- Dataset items
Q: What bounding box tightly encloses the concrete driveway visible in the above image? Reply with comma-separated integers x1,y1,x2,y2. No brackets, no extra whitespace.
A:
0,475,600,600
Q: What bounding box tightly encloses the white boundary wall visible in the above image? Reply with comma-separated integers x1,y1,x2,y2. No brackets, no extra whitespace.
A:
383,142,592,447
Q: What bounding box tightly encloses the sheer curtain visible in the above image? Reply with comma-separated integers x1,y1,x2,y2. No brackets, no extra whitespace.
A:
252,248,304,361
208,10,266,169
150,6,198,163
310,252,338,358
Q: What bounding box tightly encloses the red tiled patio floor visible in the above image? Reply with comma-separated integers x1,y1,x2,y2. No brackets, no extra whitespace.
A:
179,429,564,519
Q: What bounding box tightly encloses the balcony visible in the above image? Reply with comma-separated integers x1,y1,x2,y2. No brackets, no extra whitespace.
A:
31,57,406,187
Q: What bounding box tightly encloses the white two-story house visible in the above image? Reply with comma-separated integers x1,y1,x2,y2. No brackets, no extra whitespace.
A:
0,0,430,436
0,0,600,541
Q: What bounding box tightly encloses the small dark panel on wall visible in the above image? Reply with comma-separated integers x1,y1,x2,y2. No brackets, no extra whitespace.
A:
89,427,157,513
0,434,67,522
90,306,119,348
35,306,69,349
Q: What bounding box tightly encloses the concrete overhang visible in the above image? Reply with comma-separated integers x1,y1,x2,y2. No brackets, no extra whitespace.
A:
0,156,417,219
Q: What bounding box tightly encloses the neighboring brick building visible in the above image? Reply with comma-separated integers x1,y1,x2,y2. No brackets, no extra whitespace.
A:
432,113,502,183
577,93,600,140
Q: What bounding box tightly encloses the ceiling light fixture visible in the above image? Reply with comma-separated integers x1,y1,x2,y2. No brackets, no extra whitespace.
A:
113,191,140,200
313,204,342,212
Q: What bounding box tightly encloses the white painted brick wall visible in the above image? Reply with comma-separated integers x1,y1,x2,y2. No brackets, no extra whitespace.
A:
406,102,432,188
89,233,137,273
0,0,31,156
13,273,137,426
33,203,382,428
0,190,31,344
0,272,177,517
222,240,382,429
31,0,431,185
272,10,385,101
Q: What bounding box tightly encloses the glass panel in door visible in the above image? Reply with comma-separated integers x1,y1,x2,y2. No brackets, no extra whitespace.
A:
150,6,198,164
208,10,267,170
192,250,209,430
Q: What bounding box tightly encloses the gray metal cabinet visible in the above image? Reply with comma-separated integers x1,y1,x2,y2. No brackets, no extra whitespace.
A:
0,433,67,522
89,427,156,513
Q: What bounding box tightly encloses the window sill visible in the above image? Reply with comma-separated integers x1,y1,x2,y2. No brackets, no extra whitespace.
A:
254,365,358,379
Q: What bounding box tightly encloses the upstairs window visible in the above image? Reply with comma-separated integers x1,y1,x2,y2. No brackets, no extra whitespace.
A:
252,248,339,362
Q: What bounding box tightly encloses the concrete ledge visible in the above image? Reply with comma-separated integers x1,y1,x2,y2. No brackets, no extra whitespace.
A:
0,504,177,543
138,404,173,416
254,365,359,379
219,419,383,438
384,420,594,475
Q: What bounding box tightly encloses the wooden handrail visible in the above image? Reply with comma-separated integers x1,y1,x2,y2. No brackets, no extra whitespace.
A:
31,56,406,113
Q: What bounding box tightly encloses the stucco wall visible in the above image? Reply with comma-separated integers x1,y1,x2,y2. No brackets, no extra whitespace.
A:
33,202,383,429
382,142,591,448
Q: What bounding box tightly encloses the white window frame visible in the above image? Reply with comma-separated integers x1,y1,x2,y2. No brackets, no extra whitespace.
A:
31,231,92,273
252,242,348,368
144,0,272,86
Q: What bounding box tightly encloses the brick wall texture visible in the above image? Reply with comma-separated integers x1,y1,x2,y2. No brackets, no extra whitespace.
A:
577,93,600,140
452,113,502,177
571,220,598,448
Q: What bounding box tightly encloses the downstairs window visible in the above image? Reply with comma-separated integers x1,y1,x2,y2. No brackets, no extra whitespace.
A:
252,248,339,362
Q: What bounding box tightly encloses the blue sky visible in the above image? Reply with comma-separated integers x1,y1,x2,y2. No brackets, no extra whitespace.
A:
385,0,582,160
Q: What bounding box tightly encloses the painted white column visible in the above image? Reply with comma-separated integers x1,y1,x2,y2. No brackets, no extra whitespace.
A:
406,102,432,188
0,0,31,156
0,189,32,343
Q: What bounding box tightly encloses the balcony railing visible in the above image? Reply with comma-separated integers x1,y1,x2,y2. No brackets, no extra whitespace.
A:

- BRIEF
Reproduce all of the entries above verbatim, in their original order.

- COMPLETED EXERCISE
Q: What bounding box tightly encloses the concrete driveway visible in the above image? Reply with comma-separated integers x1,y1,x2,y2. No brackets, no extra whitespace.
A:
0,475,600,600
Q: What bounding box tightly encloses the white boundary wall visible in the above image? Reply with comma-separated integers x1,y1,x2,y2. No brackets, no extra whitespace.
A:
383,142,592,447
Q: What bounding box tightly encloses the sheer curtain visible in the above image? Reply with comma-separated integers x1,y1,x2,y2. No brackets, no extra whitespace.
A:
252,248,304,361
208,10,266,169
150,6,198,163
310,252,338,358
Q: What bounding box tightly encloses the red tiled patio floor visible in the above image? Reply with comma-separated integers x1,y1,x2,y2. No brackets, no extra whitespace.
A:
179,429,564,519
Q: What bounding box tightly encloses the balcony visible in the above image? Reply with comma-separated integers x1,y1,x2,y2. No brackets, no extra whitespace.
A:
31,57,406,187
Q: What bounding box tightly encloses the white two-story house visible in the above image? Reply with comma-separated integers x1,y1,x2,y2. No brackets, no extra whitespace.
A:
0,0,430,436
0,0,600,541
Q: What bounding box tightly encloses the small dark panel on wall visible in the above image? Reply with comma-separated integers x1,y1,x2,y2. No brackets, no extra whitespace.
A:
89,427,157,513
0,434,67,522
90,306,119,348
35,306,69,349
Q: What bounding box tightly encloses the concrete overhang visible in the above image? Reply with comma-separated integers x1,y1,x2,y2. No brackets, no extra whitespace.
A:
0,156,417,219
Q: What bounding box tightly encloses the neighboring brick building visible in the above image? Reply with comma-separated integers x1,y1,x2,y2. No brackets, no extra whitespace.
A:
432,113,502,183
577,93,600,140
Q: What bounding box tightly encloses the ceiling light fixture visible in the above image? Reply with comma-separated integers x1,y1,x2,y2. No brackets, no extra whitespace.
A:
113,191,140,200
313,204,342,212
Q: What bounding box tightly encloses the white painted brick wall visible in the above image? Reply with comma-separated integers x1,y1,x2,y2. No brackets, no extra whitespace.
A:
406,102,432,188
89,233,137,273
0,0,31,156
13,273,137,426
33,203,382,428
0,190,31,344
0,272,177,517
222,240,382,429
31,0,431,185
272,10,385,101
Q: What bounding box tightly encloses the glass panel in door visible in the above image? Reply with comma-separated integers x1,y1,x2,y2. No brackets, no extra whitespace.
A:
150,6,198,164
208,10,267,170
192,250,209,430
Q: What bounding box tightly encloses the gray metal cabinet visible in the above image? Reply with comma-separated integers x1,y1,x2,y2. No brackets, no extra whitespace.
A:
0,433,67,522
89,427,156,513
Q: What bounding box tightly encloses the window sill visible in the above image? Reply with comma-separated integers x1,y1,x2,y2. No brackets, no extra whitespace.
A:
254,365,358,379
Q: What bounding box tightly encloses the upstairs window visible in the above image? Reply with comma-separated integers x1,y1,x2,y2. No brackets, no extra whitespace.
A:
252,248,339,362
Q: What bounding box tightly encloses the concrete ledge visible in the above image? Reply with comma-separated integers x1,y1,x2,y2. No brackets, no extra whitespace.
A:
0,504,177,543
138,404,173,416
254,365,359,379
219,419,383,438
384,420,594,475
Q: What bounding box tightly encloses the wooden handrail visible in the above image? Reply with comma-separated integers x1,y1,x2,y2. No brackets, no extra whitespace.
A:
31,56,406,113
Q: What bounding box tightly encloses the stucco wall visible in the above image? Reply with comma-separated integers x1,y1,x2,y2. No brackets, no extra whitespace.
A:
33,202,383,429
382,142,591,448
Q: What bounding box tightly encloses the white window frame visible in the above image? Reply with comma-separated integers x1,y1,x2,y2. No brackets, no extra whitespace.
A:
31,231,92,273
252,242,348,368
144,0,272,86
Q: What bounding box tightly encloses the brick wall texture visible in the above image? Reply with comma-separated integers x1,y1,x2,y2. No brackets, no extra whitespace.
A:
577,93,600,140
452,113,502,177
571,220,598,448
Q: What bounding box tightly encloses the downstairs window visible in the above image? Reply with comma-separated integers x1,y1,x2,y2. No brackets, no extra whitespace.
A:
252,248,339,362
Q: What bounding box tightly encloses the blue sky visible in the above image? Reply with comma-separated integers x1,y1,x2,y2. No brackets, no extra whitespace.
A:
385,0,582,160
Q: What bounding box tightly encloses the painted white column visible in the above image? Reply with comma-separated integers x1,y1,x2,y2. No brackets, no extra whitespace.
A:
406,102,432,188
0,0,31,156
0,189,32,343
Q: What bounding box tightly encloses the balcony railing visible in the above image? Reply with comma-separated integers x1,y1,x2,y2. No brackets, no extra whitespace.
A:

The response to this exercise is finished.